Passage shown –
"This is kind of a funny story," said Joe Minjares, the virtual mayor of Chicago Avenue S.
Minjares was sitting outside Pepitos restaurant, the place he bought in 1971 when he was a 25-year-old, just out of the Army. Minjares paused to shake hands with a small child and receive a kiss on the cheek from a customer.
"Good to see you, baby," Minjares said.
Minjares's story was about acting in a video a year or so ago, a training commercial for people who use medical inhalers. The director told Minjares to take a hit off the inhaler, sit down on a bed, and cough. Minjares, the consummate actor, did as he was told, coughing up a storm on his first take.
"That was great," said the director.
Minjares laughed at his own joke, then adjusted the tube in his nose that was connected to a portable oxygen tank on his lap. His timing was impeccable, but the punch line was sadly self-deprecating. Minjares was diagnosed with pulmonary fibrosis about six years ago, the effects of which have progressed rapidly in recent months. The cough was as real as it gets.

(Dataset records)

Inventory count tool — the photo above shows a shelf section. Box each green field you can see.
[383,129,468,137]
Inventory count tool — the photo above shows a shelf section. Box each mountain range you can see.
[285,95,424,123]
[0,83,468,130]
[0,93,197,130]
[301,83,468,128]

Directions for this task –
Can you transcribe the passage about Joe Minjares word for word, starting at "Minjares's story was" and ending at "as it gets."? These records come from a separate source, not from the text.

Finished task –
Minjares's story was about acting in a video a year or so ago, a training commercial for people who use medical inhalers. The director told Minjares to take a hit off the inhaler, sit down on a bed, and cough. Minjares, the consummate actor, did as he was told, coughing up a storm on his first take.
"That was great," said the director.
Minjares laughed at his own joke, then adjusted the tube in his nose that was connected to a portable oxygen tank on his lap. His timing was impeccable, but the punch line was sadly self-deprecating. Minjares was diagnosed with pulmonary fibrosis about six years ago, the effects of which have progressed rapidly in recent months. The cough was as real as it gets.